───── DATA TO EXAMINE ─────

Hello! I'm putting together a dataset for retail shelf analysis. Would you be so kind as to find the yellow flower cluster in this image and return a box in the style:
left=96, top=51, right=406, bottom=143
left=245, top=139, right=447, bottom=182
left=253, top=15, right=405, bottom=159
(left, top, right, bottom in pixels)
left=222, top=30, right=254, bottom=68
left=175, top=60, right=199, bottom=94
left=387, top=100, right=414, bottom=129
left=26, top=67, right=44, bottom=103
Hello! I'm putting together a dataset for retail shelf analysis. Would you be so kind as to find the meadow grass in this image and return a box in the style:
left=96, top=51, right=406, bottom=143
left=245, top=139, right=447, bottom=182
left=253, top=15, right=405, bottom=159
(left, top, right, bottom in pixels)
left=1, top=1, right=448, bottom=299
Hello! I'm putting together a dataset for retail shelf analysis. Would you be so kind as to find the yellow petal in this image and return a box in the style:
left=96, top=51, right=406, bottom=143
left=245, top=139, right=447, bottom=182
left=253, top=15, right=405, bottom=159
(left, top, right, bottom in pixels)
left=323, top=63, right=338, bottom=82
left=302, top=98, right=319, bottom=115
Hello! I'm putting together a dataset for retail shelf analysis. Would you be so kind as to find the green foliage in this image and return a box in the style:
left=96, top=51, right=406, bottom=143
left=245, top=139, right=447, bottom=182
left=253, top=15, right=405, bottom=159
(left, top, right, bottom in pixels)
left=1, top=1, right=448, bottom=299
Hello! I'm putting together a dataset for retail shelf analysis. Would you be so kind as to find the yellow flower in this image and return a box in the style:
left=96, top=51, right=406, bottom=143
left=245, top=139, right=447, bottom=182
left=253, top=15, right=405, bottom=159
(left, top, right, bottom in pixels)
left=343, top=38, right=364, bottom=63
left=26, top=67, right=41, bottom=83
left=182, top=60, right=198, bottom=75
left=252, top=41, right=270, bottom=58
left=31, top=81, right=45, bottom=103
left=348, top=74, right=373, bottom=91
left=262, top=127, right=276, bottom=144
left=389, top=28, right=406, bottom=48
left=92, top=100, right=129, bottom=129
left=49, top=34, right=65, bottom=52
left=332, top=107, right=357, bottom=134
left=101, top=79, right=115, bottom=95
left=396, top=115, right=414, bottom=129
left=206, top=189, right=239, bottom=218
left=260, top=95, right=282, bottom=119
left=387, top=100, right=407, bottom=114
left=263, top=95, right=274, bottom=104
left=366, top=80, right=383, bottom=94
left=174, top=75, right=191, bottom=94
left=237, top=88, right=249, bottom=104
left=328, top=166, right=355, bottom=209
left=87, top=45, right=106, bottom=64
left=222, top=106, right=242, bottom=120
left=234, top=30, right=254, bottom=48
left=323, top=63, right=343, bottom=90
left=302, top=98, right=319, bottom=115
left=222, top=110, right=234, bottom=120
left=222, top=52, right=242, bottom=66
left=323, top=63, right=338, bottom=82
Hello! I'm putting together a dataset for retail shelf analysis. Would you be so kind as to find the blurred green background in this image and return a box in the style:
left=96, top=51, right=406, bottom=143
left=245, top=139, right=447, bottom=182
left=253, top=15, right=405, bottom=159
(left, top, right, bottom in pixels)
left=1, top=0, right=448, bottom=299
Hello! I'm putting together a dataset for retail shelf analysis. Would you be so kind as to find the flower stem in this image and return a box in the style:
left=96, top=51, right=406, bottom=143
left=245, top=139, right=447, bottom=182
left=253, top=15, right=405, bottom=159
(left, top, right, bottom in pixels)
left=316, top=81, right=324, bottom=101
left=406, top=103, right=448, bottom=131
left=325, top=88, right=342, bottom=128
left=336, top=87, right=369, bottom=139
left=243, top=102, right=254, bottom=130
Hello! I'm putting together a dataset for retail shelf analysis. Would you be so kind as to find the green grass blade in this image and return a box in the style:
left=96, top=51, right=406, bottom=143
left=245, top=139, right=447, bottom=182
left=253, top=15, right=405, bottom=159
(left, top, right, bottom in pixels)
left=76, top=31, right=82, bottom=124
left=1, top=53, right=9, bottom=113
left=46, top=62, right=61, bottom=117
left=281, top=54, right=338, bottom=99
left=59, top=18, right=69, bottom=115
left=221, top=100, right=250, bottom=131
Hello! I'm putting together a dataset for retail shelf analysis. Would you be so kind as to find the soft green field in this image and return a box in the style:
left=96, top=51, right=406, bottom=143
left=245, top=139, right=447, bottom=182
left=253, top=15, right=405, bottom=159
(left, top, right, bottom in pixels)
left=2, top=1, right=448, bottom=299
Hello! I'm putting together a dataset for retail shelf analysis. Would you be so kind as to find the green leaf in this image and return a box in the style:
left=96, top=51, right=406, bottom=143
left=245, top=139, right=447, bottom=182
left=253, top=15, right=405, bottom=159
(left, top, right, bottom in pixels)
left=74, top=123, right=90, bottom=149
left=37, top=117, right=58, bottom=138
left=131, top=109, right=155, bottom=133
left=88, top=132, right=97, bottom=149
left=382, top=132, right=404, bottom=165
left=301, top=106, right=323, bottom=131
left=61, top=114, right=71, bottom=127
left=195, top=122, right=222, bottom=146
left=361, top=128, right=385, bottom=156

─────
───── DATA TO EXAMINE ─────

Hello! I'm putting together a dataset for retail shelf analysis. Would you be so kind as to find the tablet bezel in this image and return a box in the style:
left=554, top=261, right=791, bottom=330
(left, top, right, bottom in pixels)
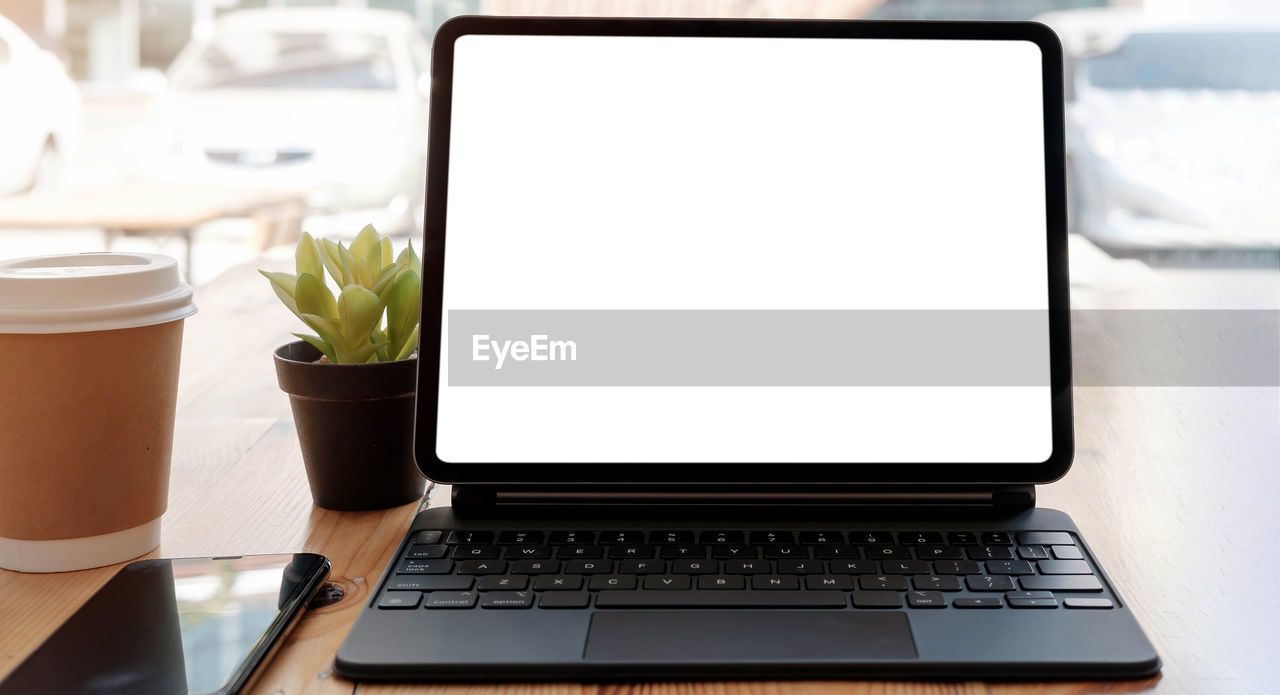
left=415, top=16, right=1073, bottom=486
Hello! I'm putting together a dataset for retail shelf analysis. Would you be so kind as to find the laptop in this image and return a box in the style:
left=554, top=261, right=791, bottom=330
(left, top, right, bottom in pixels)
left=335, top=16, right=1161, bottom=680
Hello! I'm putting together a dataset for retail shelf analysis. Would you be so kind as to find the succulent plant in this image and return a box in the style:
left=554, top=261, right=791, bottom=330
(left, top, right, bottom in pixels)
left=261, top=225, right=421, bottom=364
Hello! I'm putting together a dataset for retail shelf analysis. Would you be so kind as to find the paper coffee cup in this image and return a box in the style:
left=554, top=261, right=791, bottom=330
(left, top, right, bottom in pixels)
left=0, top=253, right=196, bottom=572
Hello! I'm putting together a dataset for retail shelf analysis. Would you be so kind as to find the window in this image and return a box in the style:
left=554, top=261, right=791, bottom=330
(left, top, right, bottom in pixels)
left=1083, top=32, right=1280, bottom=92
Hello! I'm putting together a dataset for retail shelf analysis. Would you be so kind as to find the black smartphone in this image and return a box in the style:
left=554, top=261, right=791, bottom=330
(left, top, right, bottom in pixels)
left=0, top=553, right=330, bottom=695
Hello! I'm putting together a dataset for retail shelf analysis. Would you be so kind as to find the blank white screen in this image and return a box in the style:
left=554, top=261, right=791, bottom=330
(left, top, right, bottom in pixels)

─────

▶ **TO DO**:
When a line in the records holds the string "grass", copy that line.

▶ **TASK OUTPUT**:
Hello! I'm putting together a dataset for retail shelf analysis. Would you be so kind as to find the meadow grass in this image and return a box in the style:
Hello! I'm putting together a dataset for retail shelf analysis. Would you be so kind as to find the green grass blade in this image and return a box in the style:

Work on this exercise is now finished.